- _Entries from a data source_
•••••
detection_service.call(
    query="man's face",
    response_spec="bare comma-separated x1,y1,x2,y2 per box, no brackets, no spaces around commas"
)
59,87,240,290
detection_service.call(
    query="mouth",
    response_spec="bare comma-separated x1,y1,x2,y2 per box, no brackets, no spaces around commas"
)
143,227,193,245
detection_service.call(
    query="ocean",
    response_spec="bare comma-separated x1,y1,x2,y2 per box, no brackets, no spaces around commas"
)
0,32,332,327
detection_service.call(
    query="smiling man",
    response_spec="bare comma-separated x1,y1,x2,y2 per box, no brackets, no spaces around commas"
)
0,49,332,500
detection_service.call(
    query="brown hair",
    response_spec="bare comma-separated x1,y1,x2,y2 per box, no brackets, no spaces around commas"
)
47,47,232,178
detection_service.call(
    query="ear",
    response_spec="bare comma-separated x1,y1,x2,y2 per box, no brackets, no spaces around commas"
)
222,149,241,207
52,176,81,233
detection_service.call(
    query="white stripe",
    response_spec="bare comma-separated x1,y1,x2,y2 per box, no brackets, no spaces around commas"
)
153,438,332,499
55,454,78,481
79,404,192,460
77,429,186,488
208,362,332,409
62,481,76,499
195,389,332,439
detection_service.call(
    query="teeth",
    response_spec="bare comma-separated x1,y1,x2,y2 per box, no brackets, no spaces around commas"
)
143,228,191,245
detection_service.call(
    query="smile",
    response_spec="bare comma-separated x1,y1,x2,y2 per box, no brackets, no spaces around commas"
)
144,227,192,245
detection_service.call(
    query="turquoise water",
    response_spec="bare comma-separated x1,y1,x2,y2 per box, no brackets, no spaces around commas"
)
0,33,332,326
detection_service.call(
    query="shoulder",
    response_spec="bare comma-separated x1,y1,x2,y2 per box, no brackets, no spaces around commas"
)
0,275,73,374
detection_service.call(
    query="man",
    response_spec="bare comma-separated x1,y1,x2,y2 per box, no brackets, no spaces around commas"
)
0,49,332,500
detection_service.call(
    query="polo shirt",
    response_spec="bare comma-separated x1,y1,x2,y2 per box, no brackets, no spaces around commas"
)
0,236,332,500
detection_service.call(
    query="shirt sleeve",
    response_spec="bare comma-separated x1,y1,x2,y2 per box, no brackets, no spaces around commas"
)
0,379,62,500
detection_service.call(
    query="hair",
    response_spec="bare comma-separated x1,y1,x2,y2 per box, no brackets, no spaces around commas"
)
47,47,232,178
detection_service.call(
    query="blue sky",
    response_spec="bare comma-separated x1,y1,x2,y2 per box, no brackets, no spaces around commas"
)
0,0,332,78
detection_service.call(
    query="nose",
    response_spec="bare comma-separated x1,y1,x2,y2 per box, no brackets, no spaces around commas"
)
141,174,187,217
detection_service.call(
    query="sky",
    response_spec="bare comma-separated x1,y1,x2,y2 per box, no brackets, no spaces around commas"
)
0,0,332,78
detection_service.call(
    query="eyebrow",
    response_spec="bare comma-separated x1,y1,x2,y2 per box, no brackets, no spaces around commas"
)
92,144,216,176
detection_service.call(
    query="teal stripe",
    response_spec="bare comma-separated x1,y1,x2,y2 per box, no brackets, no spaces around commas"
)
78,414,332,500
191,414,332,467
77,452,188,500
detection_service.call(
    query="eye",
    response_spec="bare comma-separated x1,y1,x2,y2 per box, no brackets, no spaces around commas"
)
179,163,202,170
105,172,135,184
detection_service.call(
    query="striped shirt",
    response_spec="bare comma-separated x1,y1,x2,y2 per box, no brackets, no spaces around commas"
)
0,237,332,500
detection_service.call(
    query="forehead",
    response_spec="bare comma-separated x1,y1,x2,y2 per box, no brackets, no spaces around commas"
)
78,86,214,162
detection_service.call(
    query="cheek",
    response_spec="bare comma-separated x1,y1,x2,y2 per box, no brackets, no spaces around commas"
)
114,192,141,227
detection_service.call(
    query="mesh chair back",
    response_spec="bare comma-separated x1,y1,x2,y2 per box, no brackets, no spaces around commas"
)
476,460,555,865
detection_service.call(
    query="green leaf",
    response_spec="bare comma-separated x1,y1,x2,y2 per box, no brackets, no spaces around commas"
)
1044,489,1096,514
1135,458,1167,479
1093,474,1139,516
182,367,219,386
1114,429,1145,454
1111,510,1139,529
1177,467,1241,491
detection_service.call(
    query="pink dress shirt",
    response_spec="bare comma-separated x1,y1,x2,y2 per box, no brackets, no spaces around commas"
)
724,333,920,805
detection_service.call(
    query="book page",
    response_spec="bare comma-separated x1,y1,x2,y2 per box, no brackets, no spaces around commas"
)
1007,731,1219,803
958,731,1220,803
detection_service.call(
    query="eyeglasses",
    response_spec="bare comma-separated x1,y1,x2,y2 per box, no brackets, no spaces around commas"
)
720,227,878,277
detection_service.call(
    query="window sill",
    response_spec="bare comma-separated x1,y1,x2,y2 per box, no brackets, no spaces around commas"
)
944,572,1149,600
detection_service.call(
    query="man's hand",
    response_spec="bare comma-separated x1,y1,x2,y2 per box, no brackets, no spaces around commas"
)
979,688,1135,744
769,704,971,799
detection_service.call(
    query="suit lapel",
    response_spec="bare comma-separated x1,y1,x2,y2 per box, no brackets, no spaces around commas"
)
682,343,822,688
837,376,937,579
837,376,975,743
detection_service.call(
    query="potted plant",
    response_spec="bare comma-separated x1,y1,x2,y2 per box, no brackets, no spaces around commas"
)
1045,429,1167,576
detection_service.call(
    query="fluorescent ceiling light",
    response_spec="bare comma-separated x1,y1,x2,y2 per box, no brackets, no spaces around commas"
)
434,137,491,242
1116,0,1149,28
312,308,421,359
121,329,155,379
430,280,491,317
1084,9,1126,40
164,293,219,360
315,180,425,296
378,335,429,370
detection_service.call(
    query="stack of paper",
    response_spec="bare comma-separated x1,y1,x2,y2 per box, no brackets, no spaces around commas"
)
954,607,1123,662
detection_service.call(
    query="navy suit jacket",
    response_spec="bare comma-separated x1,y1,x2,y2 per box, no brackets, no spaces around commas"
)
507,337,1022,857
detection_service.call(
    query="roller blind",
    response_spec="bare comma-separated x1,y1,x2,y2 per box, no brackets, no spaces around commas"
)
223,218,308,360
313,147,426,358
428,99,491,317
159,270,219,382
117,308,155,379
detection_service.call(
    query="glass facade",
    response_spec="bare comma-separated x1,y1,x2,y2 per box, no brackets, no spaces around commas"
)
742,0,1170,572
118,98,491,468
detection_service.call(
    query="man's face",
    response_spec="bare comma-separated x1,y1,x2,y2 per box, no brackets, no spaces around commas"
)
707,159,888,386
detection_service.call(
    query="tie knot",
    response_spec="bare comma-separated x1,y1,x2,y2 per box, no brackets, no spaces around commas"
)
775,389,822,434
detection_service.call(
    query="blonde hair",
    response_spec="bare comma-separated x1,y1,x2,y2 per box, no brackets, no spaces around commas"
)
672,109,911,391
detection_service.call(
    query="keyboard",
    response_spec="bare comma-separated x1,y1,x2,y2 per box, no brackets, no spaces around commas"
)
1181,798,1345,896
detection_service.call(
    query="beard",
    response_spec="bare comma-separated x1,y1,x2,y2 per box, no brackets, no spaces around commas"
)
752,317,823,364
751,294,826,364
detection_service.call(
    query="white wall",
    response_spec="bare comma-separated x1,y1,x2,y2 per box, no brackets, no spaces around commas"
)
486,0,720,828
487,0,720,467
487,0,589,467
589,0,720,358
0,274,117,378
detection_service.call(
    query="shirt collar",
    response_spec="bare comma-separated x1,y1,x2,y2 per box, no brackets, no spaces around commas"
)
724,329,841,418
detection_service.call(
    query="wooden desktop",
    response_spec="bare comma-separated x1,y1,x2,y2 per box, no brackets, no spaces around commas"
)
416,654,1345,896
•••••
Switch "ocean" to "sea" in the stretch from the start of the entries through the line containing "0,32,332,327", and write that stretch out again with nothing else altered.

detection_service.call(
    query="man's face",
    response_spec="bare comma-separated x1,y1,x2,y2 per box, no brackets, no spaces around commas"
)
59,87,240,290
detection_service.call(
    query="mouth",
    response_spec="bare comma-separated x1,y1,x2,y2 per box, no brackets, no spaces around commas"
)
143,227,193,245
detection_service.call(
    query="sea",
    response_spec="bare comma-separated x1,y1,x2,y2 per box, no brackets, no spaces around commas"
)
0,32,332,327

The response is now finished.